- **EXERCISE GOAL**: Locate each line below that contains the word "lava" and copy those lines out in full.

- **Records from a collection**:
....................

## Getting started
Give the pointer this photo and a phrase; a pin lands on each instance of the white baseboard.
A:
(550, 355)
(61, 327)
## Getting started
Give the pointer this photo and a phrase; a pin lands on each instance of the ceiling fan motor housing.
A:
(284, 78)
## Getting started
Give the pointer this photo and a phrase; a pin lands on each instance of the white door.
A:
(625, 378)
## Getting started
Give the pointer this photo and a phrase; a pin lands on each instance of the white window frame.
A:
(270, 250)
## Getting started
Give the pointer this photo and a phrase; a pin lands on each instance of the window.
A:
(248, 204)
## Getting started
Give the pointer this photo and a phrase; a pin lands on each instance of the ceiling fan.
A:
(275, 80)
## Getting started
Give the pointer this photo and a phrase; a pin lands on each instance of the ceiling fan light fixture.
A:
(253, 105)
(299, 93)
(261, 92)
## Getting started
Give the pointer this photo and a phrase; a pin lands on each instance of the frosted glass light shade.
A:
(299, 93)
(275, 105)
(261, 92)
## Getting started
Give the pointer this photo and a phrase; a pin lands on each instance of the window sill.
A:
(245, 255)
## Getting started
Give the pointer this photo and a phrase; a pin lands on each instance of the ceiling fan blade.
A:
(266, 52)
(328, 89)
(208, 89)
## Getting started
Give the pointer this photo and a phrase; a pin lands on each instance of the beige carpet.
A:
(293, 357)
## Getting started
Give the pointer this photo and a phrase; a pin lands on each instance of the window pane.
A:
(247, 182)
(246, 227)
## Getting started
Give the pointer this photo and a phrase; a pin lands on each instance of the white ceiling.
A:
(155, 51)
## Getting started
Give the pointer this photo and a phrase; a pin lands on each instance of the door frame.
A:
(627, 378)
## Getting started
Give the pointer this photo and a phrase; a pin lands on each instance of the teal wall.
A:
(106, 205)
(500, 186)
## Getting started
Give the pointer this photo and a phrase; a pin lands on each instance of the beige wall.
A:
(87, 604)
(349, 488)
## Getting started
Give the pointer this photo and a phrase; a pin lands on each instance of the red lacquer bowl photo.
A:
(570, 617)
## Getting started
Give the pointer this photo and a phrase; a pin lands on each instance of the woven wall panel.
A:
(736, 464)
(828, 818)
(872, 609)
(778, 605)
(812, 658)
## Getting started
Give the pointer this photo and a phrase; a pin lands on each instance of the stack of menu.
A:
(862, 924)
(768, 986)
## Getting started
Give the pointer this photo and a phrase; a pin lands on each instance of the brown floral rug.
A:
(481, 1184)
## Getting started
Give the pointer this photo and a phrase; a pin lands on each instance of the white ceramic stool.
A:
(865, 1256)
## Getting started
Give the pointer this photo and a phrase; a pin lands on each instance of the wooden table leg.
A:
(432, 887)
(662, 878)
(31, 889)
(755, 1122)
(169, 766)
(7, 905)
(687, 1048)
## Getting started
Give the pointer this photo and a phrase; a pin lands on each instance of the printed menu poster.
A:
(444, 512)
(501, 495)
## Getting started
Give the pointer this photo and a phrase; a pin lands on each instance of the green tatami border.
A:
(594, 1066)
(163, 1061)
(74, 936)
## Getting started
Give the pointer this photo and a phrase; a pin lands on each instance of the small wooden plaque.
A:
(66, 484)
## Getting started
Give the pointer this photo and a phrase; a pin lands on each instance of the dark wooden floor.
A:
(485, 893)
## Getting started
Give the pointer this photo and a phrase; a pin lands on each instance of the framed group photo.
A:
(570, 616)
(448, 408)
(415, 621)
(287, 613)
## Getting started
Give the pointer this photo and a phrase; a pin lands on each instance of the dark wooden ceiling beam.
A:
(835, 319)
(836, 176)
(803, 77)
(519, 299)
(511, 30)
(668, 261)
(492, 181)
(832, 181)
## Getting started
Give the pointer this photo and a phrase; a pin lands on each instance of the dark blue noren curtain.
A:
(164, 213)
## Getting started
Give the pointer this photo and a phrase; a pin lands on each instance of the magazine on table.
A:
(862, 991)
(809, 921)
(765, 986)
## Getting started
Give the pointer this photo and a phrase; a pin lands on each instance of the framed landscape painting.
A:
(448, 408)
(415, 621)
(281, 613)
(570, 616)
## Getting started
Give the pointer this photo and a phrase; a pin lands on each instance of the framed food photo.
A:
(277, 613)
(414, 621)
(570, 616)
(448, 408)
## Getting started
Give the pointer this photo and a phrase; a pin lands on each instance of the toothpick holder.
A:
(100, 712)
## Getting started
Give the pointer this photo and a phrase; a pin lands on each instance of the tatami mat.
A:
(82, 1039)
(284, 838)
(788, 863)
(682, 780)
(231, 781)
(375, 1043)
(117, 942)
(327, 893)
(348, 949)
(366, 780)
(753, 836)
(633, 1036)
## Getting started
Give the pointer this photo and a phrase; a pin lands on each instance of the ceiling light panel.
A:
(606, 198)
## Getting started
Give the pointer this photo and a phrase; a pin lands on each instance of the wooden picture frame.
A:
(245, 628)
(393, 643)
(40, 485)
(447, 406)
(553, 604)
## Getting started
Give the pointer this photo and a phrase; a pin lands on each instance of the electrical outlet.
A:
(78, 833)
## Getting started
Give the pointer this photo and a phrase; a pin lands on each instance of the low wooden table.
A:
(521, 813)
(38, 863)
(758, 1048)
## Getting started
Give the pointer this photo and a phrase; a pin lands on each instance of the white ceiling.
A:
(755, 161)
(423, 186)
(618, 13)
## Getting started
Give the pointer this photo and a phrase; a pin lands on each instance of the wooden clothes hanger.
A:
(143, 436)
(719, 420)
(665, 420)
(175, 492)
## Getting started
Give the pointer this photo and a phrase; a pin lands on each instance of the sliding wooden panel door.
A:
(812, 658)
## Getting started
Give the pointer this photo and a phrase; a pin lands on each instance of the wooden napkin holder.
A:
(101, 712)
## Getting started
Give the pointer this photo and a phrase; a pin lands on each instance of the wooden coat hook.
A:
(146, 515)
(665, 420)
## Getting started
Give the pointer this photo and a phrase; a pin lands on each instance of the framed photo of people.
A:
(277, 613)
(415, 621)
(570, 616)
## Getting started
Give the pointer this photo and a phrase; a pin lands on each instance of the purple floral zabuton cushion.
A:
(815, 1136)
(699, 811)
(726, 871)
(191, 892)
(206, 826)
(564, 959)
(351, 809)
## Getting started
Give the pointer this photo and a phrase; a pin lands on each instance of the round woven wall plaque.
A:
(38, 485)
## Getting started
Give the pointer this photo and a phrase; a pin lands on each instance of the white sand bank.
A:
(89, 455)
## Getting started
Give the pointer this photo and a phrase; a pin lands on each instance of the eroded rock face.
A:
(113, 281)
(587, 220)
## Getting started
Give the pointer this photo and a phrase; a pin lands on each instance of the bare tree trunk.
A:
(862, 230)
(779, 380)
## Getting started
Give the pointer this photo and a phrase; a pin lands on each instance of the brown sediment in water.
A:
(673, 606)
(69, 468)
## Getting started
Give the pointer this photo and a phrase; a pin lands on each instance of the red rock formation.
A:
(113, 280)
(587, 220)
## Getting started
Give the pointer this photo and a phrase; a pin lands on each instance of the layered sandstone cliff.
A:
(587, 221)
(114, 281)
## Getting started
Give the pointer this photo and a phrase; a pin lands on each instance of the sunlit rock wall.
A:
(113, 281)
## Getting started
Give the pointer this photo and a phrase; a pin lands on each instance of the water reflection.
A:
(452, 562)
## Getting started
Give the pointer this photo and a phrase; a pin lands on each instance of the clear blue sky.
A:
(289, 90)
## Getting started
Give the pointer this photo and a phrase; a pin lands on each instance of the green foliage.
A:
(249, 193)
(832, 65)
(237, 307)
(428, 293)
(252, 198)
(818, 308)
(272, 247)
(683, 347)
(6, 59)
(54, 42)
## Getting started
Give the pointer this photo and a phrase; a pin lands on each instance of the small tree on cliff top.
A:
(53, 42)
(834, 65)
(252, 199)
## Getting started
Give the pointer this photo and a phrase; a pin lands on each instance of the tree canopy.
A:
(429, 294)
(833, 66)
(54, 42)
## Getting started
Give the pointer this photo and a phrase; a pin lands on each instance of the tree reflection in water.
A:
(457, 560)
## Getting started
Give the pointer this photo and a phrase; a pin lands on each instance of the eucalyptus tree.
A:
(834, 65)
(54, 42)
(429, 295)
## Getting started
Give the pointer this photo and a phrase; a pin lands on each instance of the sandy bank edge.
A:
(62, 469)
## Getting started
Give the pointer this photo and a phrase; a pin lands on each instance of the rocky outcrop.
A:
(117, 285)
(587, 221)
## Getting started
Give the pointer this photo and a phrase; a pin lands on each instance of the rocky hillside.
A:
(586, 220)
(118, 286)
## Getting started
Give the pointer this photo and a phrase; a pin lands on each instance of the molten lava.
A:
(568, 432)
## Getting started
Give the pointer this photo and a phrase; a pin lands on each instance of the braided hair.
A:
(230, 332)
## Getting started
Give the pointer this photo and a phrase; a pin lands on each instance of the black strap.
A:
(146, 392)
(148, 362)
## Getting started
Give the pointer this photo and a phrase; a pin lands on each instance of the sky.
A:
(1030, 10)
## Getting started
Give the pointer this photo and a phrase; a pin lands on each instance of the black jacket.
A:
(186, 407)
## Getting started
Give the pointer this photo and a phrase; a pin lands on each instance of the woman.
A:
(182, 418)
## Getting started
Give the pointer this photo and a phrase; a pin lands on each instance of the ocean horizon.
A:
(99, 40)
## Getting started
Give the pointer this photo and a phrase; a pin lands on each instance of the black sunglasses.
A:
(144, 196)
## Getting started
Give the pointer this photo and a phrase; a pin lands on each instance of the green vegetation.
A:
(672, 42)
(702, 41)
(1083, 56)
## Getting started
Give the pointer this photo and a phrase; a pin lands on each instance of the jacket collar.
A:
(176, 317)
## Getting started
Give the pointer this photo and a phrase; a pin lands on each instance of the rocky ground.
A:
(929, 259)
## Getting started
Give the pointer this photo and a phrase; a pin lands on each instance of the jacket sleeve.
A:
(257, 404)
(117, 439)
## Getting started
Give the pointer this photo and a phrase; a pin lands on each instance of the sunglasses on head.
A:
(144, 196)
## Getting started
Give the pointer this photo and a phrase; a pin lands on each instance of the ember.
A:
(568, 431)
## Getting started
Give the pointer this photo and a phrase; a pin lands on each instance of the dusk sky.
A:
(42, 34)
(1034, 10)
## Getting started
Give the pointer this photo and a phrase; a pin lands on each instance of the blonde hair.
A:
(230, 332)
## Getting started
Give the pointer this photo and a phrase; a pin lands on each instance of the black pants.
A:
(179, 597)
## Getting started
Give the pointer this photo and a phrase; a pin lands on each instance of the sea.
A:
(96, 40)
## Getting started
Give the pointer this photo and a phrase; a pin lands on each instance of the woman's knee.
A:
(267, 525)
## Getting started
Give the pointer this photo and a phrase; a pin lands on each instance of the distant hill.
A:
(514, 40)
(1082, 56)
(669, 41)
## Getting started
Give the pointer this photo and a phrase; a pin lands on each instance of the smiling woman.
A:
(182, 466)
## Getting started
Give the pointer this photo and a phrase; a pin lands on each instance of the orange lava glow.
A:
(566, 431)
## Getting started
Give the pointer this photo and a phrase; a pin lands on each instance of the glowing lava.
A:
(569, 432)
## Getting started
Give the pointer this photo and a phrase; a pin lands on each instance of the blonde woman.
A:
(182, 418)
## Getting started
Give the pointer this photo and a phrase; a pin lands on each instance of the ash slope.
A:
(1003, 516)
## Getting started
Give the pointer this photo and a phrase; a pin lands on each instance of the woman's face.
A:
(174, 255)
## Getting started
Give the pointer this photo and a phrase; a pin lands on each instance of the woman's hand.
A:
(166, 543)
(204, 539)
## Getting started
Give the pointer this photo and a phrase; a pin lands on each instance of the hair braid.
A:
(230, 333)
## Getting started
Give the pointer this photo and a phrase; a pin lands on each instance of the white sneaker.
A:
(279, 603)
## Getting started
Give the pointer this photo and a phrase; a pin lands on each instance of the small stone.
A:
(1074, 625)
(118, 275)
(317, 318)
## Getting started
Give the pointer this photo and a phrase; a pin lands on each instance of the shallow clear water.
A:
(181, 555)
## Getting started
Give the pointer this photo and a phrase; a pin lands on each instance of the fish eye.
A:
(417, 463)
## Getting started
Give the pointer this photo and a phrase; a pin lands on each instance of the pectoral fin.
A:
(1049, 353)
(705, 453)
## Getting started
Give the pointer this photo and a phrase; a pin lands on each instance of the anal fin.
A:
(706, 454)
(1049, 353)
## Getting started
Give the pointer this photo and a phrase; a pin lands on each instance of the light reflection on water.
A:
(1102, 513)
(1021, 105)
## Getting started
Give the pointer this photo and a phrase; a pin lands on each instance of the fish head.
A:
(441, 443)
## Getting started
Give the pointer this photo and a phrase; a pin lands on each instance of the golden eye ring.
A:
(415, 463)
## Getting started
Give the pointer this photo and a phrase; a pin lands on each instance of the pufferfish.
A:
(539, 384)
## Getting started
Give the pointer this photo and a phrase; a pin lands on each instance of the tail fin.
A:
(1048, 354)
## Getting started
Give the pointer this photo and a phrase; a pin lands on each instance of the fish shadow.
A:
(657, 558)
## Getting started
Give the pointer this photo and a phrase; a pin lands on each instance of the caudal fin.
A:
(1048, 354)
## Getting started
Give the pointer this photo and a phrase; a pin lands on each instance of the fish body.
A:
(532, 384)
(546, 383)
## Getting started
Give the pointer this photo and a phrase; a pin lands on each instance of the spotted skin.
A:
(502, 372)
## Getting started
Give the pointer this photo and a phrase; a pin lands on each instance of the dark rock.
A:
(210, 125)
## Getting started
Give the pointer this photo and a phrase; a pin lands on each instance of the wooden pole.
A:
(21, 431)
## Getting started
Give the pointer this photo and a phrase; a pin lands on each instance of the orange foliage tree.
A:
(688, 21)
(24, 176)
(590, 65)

....................

- **RESULT FOR THIS EXERCISE**:
Give the pointer this photo and a phrase; a pin lands on each instance of the molten lava.
Give the pointer this photo and a phrase; a pin lands on each instance of the orange lava glow.
Give the pointer this photo and a phrase; a pin lands on each instance of the glowing lava.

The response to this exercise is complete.